* **PAGE**
▶

Isis: From Cardiff to the Caliphate
- Published
In 2013, Nasser Muthana and Reyaad Khan left their lives in Cardiff to fight for Islamic State in Syria.
Three months later Nasser's younger brother Aseel also went out to join them.
I went to sixth form college with both Nasser and Reyaad, and Aseel had gone to my school.
I recently travelled to Syria for BBC Panorama to try and speak to Aseel and to find out why they left Cardiff to join such a brutal organisation.
Aseel Muthana
Aseel was pleased to see me. He's spent two years in a crowded cell in north-east Syria. He is being held by the Kurdish forces who captured Islamic State group members at the last bloody battle of Baghuz.
I wanted to know what made Aseel go from selling ice creams in Cardiff Bay to joining Islamic State.
He said he had been attracted to Syria by the revolution and civil war there. "People being killed and, you know, children dying, barrel bombs… The regime, what they were doing to the people."
Nearly 900 people from Britain went to join Islamic State. Many of them were recruited after watching online videos and reading messages appealing to a sense of empathy towards the suffering Syrian people.
I wanted to know what Aseel did when he arrived to alleviate the suffering of Syrians.
He couldn't answer me - because he had no answer.
Islamic State took over vast swathes of land in Syria and the movement spread to Iraq.
He described for me the day the so-called caliphate was declared. Now he was talking freely. His excitement was easy to feel; it was like he went back to that day and relived it.
He described the crowds cheering, beeping their horns as every kind of weapon fired off and lit up the sky. His hand even moved as he recalled waving the ISIS flag during the celebrations.
His smile was jarring. What he was describing was the takeover of Syrian and Iraqi towns and the civilians who lived there. The Islamic State group executed people who dissented or didn't comply with their policies.
When I told him this he replied: "I'll be honest, Islamic State, yeah, what they stood for was good. But, at the same time, I would say individuals… they did a lot of stuff that made the State look bad."
But it wasn't just a few random individuals. It is believed Nasser Muthana appears in a video of an ISIS execution by beheading; and he gloated that the UK should be afraid of his bomb-making skills if he ever came home.
Reyaad Khan
Reyaad Khan was killed in a British drone strike. The government published a report which indicated that Reyaad Khan gave out bomb-making instructions and "identified targets" in the UK.
He was believed to be recruiting British Islamic State supporters to carry out attacks on high profile targets.
Speaking in 2015, then Prime Minster David Cameron said: "We should be under no illusion, their intention was the murder of British citizens, so on this occasion we ourselves took action."

◀

* **EXERCISE REQUIREMENTS**
1. Could you shorten the paragraph of the article on the Cardiff men who joined Islamic State that begins "Aseel was pleased to see me" into a short list of its main facts?
2. According to the article on the Cardiff men who joined Islamic State, how many people from Britain went to join the group?
3. Can you extend the article on the Cardiff men who joined Islamic State, picking up after its final paragraph?

* **DATA SEGMENT**

▶

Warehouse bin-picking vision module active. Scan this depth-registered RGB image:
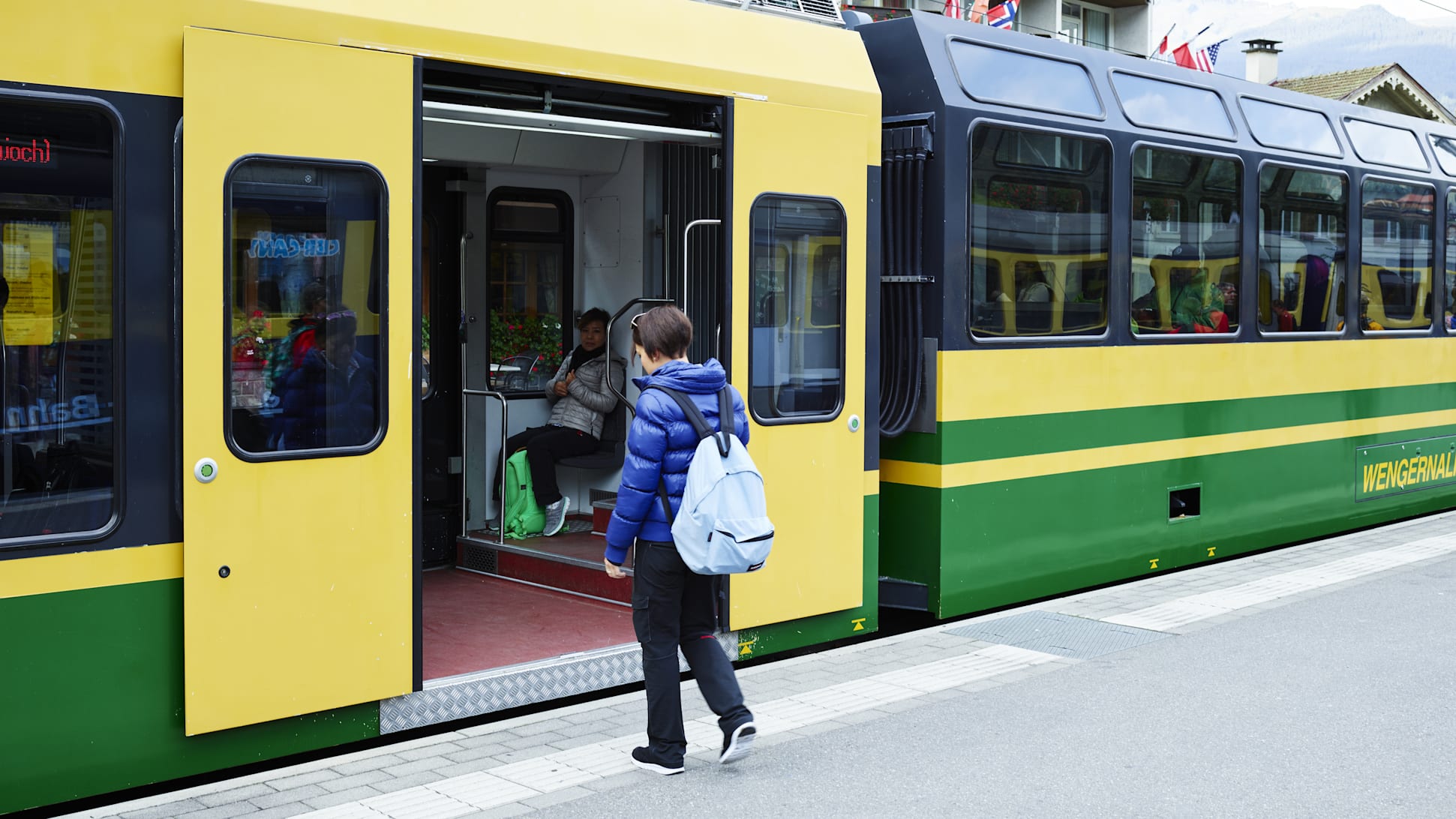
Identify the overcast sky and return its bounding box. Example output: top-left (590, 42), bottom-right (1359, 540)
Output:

◀

* **EXERCISE RESPONSES**
1.
- Aseel was pleased to see the reporter.
- He has spent two years in a crowded cell in north-east Syria.
- Kurdish forces are holding him. They captured Islamic State group members at the last battle of Baghuz.

2. Nearly 900 people from Britain went to join Islamic State.

3.
Aseel described the day Reyaad was killed to me. He said: "My brother was devastated, he was crying, he was so angry. Reyaad died for that cause, you know?
"My brother was so adamant, [saying] 'I'm going to carry on his work'. Insisting. I told him, 'right you carry on your work, you do what you've got to do'."
Nasser Muthana
Nasser Muthana did continue recruiting and speaking to Islamic State supporters in the UK.
Aseel said that Nasser had told him he was aiming for government officials or the army, "even if that means people dying".
We don't know if any of the operations he planned were successful, but he was killed in a targeted drone strike in 2017.
The children
Nasser had been married once to a British woman and has one son - Almoughera.
Aseel married twice but he only has one surviving child with his first wife.
In trying to find Nasser and Aseel's wives, I spoke to dozens of women who are based in the camps.
Many of them are still pro-Islamic State group.
On their Instagram feeds you can see the black Islamic State flag, or an AK47 propped up against a fence. They boast about their children, calling them "cubs of the caliphate".
Aseel told me that Nasser wouldn't want his son to go back to Wales; he would have wanted him to be the future of ISIS.
I don't know what I expected when I went to meet Aseel. A small part of me thought he would say he really wanted to come home to Cardiff and he was sorry for what he'd done. I spoke to him for hours, but I didn't find that at all.
He shirked responsibility for joining a bloodthirsty cause and insisted his intentions had been good and that there was no evidence he had taken part in any violence. I left feeling deflated. There was a massive gulf between my world and his.
He is waiting in a prison until the international community decides what to do with foreign Islamic State fighters. He said he just wants the UK to make a decision on his fate, explaining: "It's not that I wanna go back, like, to UK, I just wanna be dealt with."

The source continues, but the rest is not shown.